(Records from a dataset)

[start]

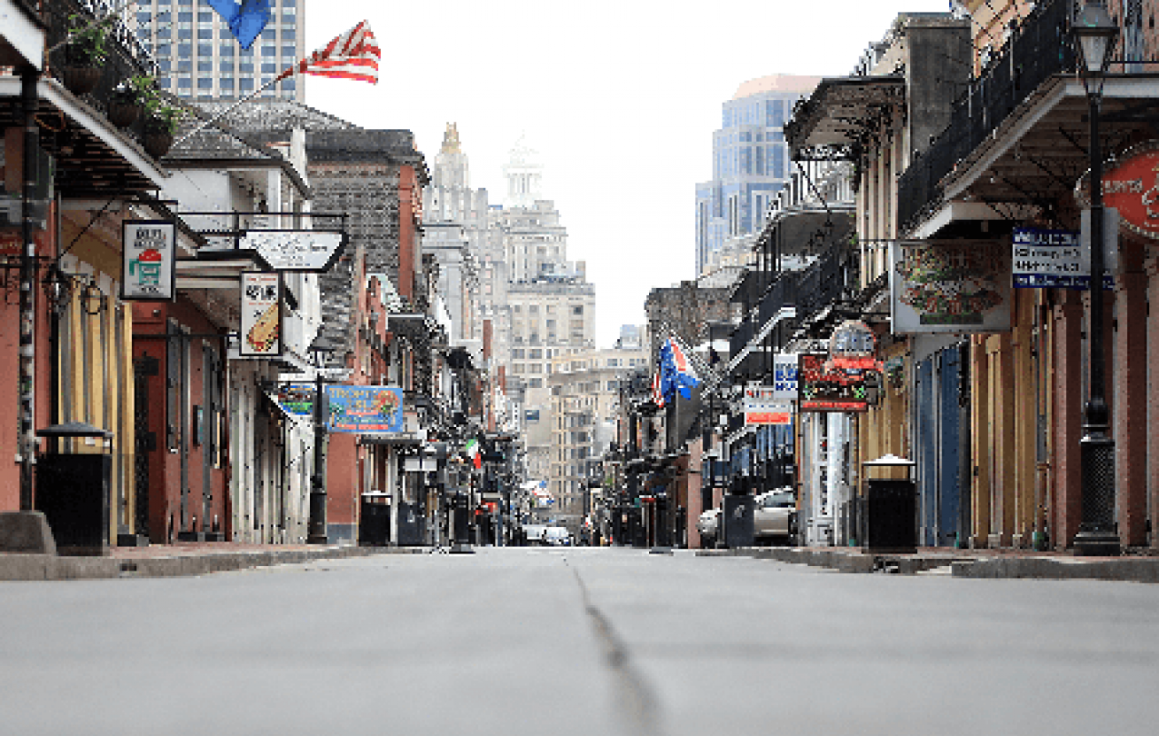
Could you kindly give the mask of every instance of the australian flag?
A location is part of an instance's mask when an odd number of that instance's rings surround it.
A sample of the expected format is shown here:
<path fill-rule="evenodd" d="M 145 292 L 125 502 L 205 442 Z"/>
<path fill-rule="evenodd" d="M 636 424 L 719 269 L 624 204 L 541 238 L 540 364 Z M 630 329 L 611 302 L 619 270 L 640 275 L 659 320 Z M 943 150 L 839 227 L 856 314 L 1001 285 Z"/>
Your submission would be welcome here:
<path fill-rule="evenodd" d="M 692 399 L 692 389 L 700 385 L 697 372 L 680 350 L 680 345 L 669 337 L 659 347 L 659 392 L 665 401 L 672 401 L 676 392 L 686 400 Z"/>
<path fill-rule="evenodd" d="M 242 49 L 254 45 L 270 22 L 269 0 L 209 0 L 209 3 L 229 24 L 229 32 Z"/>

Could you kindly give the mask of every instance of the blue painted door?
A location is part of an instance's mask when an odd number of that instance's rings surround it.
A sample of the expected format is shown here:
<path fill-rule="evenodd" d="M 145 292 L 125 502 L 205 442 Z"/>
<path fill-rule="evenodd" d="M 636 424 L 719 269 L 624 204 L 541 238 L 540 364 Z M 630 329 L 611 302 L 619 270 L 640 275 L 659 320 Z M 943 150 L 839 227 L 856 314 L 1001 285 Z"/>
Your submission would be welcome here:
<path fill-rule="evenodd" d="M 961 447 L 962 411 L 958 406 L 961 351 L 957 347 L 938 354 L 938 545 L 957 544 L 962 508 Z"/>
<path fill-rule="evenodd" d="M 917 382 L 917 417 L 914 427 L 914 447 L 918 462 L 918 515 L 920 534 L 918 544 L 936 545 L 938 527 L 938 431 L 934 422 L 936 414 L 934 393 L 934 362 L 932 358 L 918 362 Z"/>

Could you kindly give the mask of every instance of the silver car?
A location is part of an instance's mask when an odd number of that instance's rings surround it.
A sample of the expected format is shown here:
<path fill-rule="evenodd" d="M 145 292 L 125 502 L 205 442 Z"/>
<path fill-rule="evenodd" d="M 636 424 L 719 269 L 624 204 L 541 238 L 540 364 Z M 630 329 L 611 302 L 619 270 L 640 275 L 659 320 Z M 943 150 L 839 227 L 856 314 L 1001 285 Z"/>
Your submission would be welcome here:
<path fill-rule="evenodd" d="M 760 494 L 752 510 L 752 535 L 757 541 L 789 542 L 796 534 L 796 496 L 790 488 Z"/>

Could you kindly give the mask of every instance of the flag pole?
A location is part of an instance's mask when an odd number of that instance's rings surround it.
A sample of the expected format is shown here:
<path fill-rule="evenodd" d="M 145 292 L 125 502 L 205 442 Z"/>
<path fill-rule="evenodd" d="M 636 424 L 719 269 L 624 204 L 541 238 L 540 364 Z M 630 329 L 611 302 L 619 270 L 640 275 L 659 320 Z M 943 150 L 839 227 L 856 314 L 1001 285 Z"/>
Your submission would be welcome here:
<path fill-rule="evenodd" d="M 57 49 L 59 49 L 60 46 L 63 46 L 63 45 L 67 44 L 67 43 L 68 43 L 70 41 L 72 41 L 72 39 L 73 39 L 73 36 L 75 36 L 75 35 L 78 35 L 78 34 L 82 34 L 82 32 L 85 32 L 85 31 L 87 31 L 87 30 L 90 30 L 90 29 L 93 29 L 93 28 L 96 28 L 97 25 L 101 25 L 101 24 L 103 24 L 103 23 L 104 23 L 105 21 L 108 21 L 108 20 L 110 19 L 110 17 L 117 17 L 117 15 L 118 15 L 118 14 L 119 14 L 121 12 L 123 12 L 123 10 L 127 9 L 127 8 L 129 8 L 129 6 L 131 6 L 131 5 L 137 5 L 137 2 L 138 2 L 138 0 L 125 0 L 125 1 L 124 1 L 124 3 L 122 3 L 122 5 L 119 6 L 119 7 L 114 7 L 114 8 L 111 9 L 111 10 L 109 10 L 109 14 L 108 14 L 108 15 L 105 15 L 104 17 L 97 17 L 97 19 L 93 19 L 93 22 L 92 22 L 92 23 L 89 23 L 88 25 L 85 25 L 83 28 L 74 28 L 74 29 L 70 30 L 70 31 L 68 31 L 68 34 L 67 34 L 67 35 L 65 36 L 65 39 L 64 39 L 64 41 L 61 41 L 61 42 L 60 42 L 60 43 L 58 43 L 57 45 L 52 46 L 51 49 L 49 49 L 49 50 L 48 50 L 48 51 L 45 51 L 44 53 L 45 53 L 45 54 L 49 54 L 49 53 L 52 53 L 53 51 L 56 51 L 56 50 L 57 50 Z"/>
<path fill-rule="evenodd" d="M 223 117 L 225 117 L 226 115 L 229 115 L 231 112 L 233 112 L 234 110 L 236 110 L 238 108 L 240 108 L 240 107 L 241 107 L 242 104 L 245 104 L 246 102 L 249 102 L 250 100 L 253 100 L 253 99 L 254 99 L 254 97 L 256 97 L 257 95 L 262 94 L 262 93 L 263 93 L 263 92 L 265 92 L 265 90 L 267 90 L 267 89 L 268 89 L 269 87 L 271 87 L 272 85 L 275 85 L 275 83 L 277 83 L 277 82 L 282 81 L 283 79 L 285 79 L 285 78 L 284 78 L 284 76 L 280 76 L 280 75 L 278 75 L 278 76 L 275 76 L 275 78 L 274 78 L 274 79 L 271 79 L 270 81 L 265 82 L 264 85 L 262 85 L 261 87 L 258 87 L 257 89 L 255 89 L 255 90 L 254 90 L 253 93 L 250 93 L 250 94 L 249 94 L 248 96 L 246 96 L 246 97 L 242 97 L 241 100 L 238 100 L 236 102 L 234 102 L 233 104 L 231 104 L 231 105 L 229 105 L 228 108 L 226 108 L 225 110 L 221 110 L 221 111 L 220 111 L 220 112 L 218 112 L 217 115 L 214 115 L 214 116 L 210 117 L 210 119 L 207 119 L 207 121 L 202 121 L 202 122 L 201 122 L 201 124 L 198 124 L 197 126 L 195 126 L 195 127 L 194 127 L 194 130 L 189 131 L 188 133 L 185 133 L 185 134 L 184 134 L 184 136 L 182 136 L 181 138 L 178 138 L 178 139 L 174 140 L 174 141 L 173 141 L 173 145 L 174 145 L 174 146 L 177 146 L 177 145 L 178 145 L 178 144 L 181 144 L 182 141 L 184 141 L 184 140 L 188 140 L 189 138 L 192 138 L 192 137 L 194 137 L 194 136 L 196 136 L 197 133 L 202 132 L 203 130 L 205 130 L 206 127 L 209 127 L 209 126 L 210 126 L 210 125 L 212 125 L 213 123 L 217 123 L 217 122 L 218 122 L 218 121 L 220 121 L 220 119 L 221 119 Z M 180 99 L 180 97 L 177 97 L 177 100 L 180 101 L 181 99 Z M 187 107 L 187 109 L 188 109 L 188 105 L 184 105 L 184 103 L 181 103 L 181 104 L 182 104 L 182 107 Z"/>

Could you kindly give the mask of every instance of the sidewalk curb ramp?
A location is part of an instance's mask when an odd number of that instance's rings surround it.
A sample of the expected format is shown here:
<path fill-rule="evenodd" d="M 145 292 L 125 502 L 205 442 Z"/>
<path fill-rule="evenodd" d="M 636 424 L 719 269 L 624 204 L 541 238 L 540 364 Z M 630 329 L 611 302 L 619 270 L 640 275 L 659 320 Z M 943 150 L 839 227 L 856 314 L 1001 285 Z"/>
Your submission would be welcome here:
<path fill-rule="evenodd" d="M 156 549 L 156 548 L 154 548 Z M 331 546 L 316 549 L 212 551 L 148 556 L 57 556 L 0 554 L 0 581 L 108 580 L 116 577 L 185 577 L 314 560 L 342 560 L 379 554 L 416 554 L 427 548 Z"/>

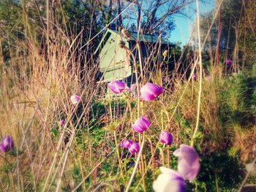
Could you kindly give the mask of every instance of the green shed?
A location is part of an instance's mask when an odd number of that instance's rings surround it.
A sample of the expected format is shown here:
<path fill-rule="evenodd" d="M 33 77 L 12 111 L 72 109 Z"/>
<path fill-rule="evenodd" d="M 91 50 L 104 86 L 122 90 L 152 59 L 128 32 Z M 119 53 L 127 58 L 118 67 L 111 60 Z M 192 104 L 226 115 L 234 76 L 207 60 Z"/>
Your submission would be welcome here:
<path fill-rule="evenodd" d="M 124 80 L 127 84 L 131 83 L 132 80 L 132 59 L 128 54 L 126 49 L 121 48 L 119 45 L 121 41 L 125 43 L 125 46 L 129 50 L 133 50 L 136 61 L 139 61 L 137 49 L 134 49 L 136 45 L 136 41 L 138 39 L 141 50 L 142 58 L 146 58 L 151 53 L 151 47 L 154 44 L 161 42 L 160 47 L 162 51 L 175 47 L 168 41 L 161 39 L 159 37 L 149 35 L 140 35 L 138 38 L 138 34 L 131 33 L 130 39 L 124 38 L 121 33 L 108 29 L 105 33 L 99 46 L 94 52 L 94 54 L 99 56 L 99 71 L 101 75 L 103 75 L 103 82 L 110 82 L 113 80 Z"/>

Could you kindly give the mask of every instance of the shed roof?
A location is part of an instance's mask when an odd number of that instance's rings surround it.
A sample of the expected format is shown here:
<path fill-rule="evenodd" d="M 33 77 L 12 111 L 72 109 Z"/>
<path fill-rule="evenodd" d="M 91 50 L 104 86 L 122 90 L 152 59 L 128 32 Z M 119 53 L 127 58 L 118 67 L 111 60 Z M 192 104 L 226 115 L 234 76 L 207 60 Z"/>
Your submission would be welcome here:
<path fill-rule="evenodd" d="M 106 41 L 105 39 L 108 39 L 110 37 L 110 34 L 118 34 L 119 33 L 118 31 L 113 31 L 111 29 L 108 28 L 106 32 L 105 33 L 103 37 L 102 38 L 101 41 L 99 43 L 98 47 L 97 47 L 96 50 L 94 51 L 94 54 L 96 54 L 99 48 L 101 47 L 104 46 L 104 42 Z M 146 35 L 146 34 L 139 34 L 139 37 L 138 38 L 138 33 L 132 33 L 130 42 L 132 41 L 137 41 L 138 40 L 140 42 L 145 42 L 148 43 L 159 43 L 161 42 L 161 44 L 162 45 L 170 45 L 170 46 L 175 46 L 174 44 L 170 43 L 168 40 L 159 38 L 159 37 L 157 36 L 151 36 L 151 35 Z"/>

[end]

#### [Work to complete]
Please put the stretch of the listing from the line containing "sidewalk curb ramp?" through the line containing "156 549 L 156" into a two-column CSV with the columns input and output. Use one row for each text and its answer, with each in a single quoted field and line breaks turned into spaces.

#### [Written response]
input,output
"Could you kindly give the mask of every instance of the sidewalk curb ramp? A location is part of an instance's mask when an odd number of that instance's rings surround it. A sample of the expected format is shown here: <path fill-rule=""evenodd"" d=""M 145 292 L 125 502 L 205 442 Z""/> <path fill-rule=""evenodd"" d=""M 636 424 L 719 269 L 624 204 L 541 238 L 540 364 Z M 630 329 L 611 302 L 619 270 L 640 275 L 659 320 Z M 943 150 L 839 227 L 856 314 L 1001 285 Z""/> Your submission would be welcome here:","<path fill-rule=""evenodd"" d=""M 156 549 L 156 548 L 154 548 Z M 331 546 L 316 549 L 212 551 L 148 556 L 57 556 L 0 554 L 0 581 L 108 580 L 116 577 L 185 577 L 314 560 L 342 560 L 379 554 L 416 554 L 427 548 Z""/>"